### SET PROBLEM
List each line in the records below that contains the word "blue", copying those lines in full.

### Region labeling records
-*-*-

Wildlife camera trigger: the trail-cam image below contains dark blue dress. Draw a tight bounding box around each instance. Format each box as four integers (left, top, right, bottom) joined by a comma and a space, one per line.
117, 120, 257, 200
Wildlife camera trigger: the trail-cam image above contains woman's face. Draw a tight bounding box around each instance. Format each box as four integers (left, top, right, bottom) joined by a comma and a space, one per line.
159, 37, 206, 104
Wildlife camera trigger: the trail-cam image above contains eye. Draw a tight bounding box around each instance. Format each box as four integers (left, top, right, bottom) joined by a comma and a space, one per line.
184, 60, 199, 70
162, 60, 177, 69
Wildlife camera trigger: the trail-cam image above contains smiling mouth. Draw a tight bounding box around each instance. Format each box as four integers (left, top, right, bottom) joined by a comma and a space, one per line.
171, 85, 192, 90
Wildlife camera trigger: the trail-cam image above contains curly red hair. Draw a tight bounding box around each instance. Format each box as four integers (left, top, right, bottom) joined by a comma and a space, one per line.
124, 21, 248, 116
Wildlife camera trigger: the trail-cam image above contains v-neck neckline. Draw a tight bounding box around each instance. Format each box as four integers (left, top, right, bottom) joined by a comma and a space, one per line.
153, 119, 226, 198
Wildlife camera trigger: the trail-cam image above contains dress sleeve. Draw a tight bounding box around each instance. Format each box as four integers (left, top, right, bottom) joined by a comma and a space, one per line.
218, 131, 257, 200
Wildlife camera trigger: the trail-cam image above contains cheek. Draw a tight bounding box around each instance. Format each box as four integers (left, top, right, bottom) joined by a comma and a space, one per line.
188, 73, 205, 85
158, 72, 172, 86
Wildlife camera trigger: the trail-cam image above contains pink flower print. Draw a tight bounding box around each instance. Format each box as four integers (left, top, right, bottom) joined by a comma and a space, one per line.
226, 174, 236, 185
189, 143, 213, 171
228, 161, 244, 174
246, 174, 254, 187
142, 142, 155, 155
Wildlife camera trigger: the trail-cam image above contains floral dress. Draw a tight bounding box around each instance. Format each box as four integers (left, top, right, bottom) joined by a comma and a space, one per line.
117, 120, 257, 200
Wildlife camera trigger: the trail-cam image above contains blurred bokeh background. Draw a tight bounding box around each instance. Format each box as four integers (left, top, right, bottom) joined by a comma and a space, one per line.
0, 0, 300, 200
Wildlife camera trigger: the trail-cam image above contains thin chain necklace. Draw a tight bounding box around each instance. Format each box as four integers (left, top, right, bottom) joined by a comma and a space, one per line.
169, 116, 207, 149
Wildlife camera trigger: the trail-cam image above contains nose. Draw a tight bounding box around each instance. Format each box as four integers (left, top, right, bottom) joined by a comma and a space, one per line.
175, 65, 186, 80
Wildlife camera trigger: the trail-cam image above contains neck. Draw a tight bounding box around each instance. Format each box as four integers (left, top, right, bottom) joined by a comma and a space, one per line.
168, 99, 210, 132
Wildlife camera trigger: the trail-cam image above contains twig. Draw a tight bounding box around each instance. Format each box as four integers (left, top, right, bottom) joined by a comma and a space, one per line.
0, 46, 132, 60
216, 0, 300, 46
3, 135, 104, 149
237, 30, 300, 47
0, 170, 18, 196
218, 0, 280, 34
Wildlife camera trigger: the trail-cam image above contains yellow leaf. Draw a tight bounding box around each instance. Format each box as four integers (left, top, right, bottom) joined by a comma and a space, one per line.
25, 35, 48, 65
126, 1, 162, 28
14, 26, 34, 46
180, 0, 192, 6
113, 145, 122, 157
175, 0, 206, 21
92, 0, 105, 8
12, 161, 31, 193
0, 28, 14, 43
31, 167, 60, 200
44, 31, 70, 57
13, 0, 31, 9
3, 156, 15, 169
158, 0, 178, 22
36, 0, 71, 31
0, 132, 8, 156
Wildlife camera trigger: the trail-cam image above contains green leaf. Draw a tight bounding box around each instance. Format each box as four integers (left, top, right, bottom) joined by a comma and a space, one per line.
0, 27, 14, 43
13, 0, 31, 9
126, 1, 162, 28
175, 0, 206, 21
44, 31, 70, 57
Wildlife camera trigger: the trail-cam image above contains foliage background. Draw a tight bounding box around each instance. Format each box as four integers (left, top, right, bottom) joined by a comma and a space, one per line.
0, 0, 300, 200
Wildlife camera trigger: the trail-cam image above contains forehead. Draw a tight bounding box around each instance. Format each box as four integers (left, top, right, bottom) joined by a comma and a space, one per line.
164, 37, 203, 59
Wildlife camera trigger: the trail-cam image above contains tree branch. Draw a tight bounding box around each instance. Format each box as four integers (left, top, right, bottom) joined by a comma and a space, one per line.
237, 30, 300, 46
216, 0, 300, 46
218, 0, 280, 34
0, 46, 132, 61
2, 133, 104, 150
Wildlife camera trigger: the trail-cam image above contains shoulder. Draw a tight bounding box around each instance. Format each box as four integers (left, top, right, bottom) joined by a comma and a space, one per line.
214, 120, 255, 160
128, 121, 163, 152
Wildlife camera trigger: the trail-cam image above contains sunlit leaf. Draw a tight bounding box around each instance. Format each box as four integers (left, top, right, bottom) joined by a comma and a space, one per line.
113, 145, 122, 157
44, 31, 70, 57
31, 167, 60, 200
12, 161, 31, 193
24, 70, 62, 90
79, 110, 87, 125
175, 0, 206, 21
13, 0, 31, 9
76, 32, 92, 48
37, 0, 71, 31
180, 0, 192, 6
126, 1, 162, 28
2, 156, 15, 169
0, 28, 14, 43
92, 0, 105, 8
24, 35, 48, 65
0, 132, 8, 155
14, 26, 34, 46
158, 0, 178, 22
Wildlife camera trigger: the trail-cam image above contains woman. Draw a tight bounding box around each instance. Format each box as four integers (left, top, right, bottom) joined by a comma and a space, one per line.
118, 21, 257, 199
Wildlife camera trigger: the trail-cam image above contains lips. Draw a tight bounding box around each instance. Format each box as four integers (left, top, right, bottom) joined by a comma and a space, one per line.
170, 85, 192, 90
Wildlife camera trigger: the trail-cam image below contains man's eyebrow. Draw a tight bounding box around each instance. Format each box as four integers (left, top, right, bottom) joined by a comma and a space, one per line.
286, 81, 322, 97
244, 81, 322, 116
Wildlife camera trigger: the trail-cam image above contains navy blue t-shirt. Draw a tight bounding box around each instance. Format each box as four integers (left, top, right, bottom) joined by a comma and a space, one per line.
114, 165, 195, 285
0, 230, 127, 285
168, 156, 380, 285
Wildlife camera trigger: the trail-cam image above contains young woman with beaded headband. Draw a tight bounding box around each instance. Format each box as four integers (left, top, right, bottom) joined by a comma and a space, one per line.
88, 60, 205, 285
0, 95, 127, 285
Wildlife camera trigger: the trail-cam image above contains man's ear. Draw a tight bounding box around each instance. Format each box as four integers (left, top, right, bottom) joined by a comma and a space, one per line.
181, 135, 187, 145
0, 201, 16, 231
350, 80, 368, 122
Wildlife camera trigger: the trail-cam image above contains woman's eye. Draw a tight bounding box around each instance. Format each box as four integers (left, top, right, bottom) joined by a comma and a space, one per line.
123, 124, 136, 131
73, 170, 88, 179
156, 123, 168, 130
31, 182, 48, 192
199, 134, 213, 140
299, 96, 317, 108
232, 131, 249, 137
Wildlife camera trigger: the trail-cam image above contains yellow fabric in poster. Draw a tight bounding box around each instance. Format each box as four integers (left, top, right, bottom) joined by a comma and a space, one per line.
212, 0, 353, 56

-*-*-

### THE OUTPUT
Wildlife camera trigger: the trail-cam image below contains dark blue dress. Draw a tight bounding box around each instance. Format each box as four integers (left, top, right, bottom) joined by a comma and a space, one per line.
Wildlife camera trigger: the trail-cam image above contains navy blue t-shirt. Draw a tight bounding box around each instance. Format each box as four integers (left, top, right, bottom) joined by a comma and a space, one per line.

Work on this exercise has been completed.